* Text provided
════

Does Tony Blair really offer the last chance (at least
for more years than we dare risk) of a political
settlement in Northern Ireland? Or whisper it gently
might the departing British Prime Minister actually
now pose an obstacle to the DUP/Sinn Féin deal he and
Taoiseach Bertie Ahern insist must be in place by
their 24 November deadline?
The dreary steeples have witnessed a number of
significant departures since the peace process took
root. When "pan-nationalism" was at its height the
loss of President Bill Clinton (not to mention the
arrival of President Bush) might have seemed more than
the process could bear. Yet it proved otherwise. With
equal regret and realism, Sinn Féin had likewise to
rationalise the fall of the once-pivotal Albert
Reynolds. Many informed outsiders greeted the end of
John Hume's career, the eclipse of the SDLP and Sinn
Féin's ascendancy in the North as a necessary
sacrifice for the greater cause of peace.
The suspicion remains widespread, meanwhile, that the
republican movement deliberately engineered the
political death of David Trimble and the collapse of
the Ulster Unionist Party. Similarly pragmatic
officials in London and Dublin greeted the emergence
of the DUP as majority unionist party as a predictable
(indeed probably inevitable) step toward securing an
agreement that would finally stick. And while Blair
and Ahern pray Dr Paisley really does want to play-out
his final days as First Minister, realists in both
systems (as well as in Sinn Féin) allow privately they
may actually have to wait for Peter Robinson.
In other words, it is never quite the end of history.
And in fairness Secretary of State Peter Hain stopped
short of making that claim in Dundalk last week.
However he is adamant that history will certainly be
put on hold if Dr Paisley and the DUP do not deliver
this autumn - "because the world will move on." Mr
Blair's official spokesman echoes the same message
implicitly warning the DUP against "waiting for Gordo"
insisting next month's talks in Scotland represent
"a unique window of opportunity." And just in case
anyone still hasn't got the point, Northern Ireland
Office minister David Hanson suggests the consequences
of not taking it could be "dire".

════

* Listed entries
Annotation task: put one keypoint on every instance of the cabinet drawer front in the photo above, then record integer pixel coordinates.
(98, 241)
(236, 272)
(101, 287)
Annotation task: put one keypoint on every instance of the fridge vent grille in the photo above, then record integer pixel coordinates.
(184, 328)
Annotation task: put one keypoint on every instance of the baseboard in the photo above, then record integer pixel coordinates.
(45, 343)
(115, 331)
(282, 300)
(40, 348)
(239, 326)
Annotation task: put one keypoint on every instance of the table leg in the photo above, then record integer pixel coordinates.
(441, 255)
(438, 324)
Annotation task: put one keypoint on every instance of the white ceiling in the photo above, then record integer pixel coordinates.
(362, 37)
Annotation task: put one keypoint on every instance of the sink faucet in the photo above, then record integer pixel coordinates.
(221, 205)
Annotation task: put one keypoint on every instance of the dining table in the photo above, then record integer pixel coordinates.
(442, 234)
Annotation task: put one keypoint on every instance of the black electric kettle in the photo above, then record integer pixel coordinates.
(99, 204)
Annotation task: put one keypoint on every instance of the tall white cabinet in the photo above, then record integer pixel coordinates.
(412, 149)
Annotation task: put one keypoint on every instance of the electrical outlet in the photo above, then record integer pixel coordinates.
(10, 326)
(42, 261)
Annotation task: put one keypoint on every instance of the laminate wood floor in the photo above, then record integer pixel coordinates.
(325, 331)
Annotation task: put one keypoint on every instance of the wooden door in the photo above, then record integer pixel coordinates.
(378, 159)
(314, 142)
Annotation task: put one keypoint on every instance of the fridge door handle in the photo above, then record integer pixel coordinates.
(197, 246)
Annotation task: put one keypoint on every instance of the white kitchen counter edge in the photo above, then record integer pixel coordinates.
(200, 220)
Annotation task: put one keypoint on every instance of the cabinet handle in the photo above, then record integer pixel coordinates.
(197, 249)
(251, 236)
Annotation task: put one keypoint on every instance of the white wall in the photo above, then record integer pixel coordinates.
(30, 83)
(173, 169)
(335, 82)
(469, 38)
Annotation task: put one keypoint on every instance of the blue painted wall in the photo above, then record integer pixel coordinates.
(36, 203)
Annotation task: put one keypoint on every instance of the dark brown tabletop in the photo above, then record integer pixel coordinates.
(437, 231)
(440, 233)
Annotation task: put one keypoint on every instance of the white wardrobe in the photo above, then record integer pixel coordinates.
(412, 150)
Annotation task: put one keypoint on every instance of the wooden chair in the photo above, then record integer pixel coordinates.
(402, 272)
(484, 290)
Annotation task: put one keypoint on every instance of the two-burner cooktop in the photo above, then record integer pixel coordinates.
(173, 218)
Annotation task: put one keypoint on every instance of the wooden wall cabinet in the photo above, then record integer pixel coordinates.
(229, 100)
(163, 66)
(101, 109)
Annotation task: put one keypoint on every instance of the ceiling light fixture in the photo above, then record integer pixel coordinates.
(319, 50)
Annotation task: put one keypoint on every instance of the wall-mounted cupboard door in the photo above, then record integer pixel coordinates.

════

* Exercises to complete
[1] In the article on Northern Ireland, what word does David Hanson use for the consequences of not taking the opportunity?
[2] Translate this sentence from the article on Northern Ireland into Spanish: "In other words, it is never quite the end of history."
[3] Write the next part of the article on Northern Ireland, picking up after its final sentence.
The items come from a different source than the article on Northern Ireland.

* Answers in order
[1] "Dire."

[2] En otras palabras, nunca es del todo el fin de la historia.

[3]
Mr Hanson's warning is as over-the-top and
counter-productive as Minister Dermot Ahern's
assertion that refusal to share power now will see
Northern Ireland's politicians reduced to a world of
"virtual" politics.
That said, Minister Ahern and Mr Hain are clearly
right to question whether any other two leaders would
bring the personal commitment with which the Taoiseach
and British Prime Minister have sustained this
process. Respected insiders say Bertie Ahern is a
brilliant negotiator who never leaves a meeting
without preserving, if not enhancing, the process,
even in times of difficulty. And while many mocked,
nationalist Ireland in particular had cause to
celebrate Mr Blair's determined relationship with "the
hand of history". Certainly nobody in Dublin expected
such a consistent hands-on approach from Mr Blair,
even as they eagerly awaited the ejection of the Major
government and his arrival in Downing Street in 1997.
Despite his own high hopes of serving as deputy Labour
leader in a Gordon Brown administration, however, Mr
Hain makes plain we cannot expect the same order of
priorities as a new regime seeks to renew itself in
office ahead of the next British general election.
Nor should we conclude this for reasons to be deduced
from the virulent attacks seeking to make Mr Brown's
character an issue in the upcoming leadership contest.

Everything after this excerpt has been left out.